[Start of Attachment]

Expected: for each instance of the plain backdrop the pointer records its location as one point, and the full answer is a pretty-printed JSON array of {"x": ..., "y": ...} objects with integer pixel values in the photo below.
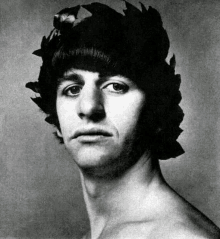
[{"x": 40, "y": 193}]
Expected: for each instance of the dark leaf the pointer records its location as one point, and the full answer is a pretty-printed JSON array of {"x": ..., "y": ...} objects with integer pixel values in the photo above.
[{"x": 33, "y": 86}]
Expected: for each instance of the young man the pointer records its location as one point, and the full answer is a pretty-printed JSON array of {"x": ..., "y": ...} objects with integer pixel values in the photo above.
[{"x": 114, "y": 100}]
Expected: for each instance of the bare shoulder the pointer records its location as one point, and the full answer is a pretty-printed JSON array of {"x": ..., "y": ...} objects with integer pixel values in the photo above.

[End of Attachment]
[Start of Attachment]

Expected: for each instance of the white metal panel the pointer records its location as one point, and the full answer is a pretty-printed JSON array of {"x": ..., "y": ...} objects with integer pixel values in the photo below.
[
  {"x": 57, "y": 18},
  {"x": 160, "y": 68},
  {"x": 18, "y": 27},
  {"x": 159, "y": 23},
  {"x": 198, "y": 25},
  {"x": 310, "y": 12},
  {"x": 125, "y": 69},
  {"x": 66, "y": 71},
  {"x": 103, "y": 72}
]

[End of Attachment]

> Your objective
Among the lines above, find the one with "Expected: for each instance of the young" and the one with "Expected: for each instance of the bare". Quote both and everything between them, exactly.

> Answer space
Expected: for each instance of the young man the pointer records its location as one point, and the full answer is a pretty-printed JSON array of {"x": ..., "y": ...} objects with integer pixel values in the photo above.
[{"x": 114, "y": 100}]
Expected: for each instance of the bare shoulder the pointer records its location as one point, and the full answer is a pretty-printed JSON array of {"x": ..., "y": ...} objects with integer pixel values in the photo above.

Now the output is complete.